# TO BE DONE
#1 Answer these from the hash chain text:
(a) Which scheme is given as an example that uses hash chains for authentication in wireless sensor networks and satellite communication?
(b) Which companies are said to protect secret keys in a similar way?
(c) What security level is the one-way function set at, for concreteness?
#2 Retype everything in the hash chain text from "Hash chains are well-known" down to "security modules (HSMs).", without any changes.

# TEXT SHOWN
>>>
Hash chains are well-known as a simple and efficient solution for asymmetric identification and authentication. They appear in many guises, often in contexts with severe performance constraints. For example, the TESLA scheme and friends use hash chains at their core and provide authentication in wireless sensor networks and satellite communication.
In this notebook we construct an MPyC program for handling hash chains in a multiparty setting. There will be no single point of failure, as no single party will ever know the secret information from which the hash chains are built. This way of protecting secret keys is similar to what companies like Sepior and Unbound do using threshold cryptography and MPC-based hardware security modules (HSMs).
A one-way hash chain of length $n$ is essentially a sequence of values $\{x_i\}_{i=0}^{n-1}$, satisfying $x_{i+1}=f(x_i)$, where $f:\{0,1\}^{128}\rightarrow\{0,1\}^{128}$ is a one-way function (128-bit security level, for concreteness).
<<<
# RAW RECORDS
>>>
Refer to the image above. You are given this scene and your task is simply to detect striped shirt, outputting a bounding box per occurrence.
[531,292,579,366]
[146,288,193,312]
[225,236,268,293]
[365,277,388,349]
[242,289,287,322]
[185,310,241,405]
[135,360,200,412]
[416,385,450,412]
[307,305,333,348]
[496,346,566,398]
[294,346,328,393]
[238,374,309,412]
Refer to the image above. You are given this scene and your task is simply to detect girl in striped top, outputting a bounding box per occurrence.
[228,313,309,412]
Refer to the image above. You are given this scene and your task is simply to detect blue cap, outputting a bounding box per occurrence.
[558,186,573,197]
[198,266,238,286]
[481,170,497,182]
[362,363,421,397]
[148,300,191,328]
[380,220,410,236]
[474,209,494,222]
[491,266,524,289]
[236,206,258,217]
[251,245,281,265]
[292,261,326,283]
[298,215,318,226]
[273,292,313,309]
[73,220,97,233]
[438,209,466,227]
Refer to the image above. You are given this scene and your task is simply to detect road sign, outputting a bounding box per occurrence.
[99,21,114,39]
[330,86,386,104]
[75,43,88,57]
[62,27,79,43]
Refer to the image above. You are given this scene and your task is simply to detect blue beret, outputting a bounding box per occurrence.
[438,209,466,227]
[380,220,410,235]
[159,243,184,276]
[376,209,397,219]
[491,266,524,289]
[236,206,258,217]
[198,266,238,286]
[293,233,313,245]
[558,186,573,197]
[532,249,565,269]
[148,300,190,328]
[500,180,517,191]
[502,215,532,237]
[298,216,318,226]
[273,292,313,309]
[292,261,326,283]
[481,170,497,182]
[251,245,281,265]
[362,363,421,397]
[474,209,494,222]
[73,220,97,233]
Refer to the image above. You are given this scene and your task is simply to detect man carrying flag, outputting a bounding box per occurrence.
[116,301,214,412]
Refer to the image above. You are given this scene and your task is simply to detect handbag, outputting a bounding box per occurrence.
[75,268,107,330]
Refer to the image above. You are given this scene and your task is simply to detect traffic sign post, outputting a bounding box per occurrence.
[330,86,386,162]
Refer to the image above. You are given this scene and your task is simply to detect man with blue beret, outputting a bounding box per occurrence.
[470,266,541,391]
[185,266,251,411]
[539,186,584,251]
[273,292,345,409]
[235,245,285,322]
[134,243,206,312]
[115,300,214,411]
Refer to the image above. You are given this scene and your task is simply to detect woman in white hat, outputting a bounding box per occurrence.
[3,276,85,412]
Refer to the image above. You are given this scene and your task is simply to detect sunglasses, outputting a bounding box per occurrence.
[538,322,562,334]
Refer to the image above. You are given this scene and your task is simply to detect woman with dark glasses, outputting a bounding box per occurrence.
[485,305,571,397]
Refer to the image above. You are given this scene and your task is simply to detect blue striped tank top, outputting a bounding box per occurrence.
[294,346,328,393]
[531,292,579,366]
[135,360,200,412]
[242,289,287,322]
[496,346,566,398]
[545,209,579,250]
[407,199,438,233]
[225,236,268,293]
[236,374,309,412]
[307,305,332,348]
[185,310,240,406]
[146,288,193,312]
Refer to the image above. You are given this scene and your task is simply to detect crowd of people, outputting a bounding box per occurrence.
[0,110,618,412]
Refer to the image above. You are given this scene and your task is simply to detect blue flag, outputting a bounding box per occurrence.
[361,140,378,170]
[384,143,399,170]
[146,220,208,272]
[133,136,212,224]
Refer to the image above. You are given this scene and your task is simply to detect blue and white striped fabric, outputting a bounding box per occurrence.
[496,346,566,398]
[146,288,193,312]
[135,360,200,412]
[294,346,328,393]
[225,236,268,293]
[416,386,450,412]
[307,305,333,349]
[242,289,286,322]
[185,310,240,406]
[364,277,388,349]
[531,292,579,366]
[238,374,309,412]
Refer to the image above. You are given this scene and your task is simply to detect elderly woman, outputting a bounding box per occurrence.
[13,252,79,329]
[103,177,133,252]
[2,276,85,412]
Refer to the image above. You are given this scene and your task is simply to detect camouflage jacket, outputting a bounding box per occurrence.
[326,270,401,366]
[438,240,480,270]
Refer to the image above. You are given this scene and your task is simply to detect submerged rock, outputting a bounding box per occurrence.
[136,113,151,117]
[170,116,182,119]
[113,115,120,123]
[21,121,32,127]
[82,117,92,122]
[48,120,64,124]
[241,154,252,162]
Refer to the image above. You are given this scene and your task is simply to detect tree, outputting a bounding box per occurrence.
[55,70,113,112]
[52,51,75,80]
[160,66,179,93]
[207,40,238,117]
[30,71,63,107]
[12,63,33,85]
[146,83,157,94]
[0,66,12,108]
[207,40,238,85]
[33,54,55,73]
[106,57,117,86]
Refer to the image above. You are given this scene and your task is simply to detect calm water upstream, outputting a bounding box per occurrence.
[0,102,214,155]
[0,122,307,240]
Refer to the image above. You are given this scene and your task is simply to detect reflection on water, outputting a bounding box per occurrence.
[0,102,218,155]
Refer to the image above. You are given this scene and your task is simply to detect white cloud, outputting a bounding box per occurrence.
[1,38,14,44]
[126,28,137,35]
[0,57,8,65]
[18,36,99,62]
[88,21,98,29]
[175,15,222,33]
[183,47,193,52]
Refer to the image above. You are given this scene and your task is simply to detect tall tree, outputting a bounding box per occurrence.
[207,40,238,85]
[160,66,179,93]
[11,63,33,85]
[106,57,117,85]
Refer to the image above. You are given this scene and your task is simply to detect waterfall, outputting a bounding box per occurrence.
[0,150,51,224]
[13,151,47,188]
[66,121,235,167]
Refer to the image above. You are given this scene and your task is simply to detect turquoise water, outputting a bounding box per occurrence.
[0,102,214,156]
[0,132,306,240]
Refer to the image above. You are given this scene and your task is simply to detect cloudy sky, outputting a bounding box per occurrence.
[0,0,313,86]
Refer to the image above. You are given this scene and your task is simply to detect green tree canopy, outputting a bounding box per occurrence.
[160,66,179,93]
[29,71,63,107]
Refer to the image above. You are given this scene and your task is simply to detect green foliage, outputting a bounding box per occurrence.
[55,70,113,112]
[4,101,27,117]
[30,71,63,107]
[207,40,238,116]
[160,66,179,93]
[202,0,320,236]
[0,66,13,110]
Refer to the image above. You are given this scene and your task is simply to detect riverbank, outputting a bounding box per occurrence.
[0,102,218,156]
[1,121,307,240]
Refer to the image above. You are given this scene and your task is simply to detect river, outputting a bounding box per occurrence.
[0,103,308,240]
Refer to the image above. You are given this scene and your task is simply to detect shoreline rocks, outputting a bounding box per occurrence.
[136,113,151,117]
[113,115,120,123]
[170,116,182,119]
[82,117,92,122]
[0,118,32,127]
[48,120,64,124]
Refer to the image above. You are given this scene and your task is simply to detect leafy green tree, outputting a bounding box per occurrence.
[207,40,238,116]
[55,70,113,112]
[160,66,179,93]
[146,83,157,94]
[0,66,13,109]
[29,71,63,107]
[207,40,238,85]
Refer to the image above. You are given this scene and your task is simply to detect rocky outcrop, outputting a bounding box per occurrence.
<<<
# ANSWERS TO THE EXERCISE
#1
(a) The TESLA scheme.
(b) Sepior and Unbound.
(c) The 128-bit security level.

#2
Hash chains are well-known as a simple and efficient solution for asymmetric identification and authentication. They appear in many guises, often in contexts with severe performance constraints. For example, the TESLA scheme and friends use hash chains at their core and provide authentication in wireless sensor networks and satellite communication.
In this notebook we construct an MPyC program for handling hash chains in a multiparty setting. There will be no single point of failure, as no single party will ever know the secret information from which the hash chains are built. This way of protecting secret keys is similar to what companies like Sepior and Unbound do using threshold cryptography and MPC-based hardware security modules (HSMs).